REQUIRED ACTION: For the data below, report how many lines contain the string "white" and write nothing more.

SUPPLIED RECORDS:
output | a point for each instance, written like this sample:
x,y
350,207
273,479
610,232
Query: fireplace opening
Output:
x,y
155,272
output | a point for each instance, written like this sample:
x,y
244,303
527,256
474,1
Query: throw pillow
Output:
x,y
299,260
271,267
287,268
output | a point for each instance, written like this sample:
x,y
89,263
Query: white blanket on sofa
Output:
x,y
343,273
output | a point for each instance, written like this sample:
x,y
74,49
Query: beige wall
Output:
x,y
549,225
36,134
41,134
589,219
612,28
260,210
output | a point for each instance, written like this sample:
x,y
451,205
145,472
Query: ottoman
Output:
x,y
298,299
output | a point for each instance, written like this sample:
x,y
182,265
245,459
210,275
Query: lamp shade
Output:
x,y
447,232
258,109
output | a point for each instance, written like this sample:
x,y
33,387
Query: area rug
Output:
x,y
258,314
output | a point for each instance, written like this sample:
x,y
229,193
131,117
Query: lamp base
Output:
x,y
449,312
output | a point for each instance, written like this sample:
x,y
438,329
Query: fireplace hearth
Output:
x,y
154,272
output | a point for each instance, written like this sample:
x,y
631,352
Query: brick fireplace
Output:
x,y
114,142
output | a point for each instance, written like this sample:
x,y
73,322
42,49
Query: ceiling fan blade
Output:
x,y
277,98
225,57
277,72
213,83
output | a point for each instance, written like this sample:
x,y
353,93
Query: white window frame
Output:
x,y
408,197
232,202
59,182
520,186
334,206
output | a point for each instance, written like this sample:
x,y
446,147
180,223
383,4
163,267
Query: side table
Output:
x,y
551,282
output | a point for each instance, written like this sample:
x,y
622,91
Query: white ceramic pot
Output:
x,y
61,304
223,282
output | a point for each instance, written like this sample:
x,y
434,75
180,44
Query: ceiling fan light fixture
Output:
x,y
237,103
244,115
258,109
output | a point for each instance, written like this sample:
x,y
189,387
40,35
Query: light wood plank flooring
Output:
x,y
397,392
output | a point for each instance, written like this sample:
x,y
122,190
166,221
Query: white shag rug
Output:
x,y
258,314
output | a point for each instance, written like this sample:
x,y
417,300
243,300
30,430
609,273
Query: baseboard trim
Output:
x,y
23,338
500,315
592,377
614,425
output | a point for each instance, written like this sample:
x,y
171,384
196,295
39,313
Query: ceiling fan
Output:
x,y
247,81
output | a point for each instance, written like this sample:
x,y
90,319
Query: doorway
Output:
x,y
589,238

RESULT FOR THIS TASK: 4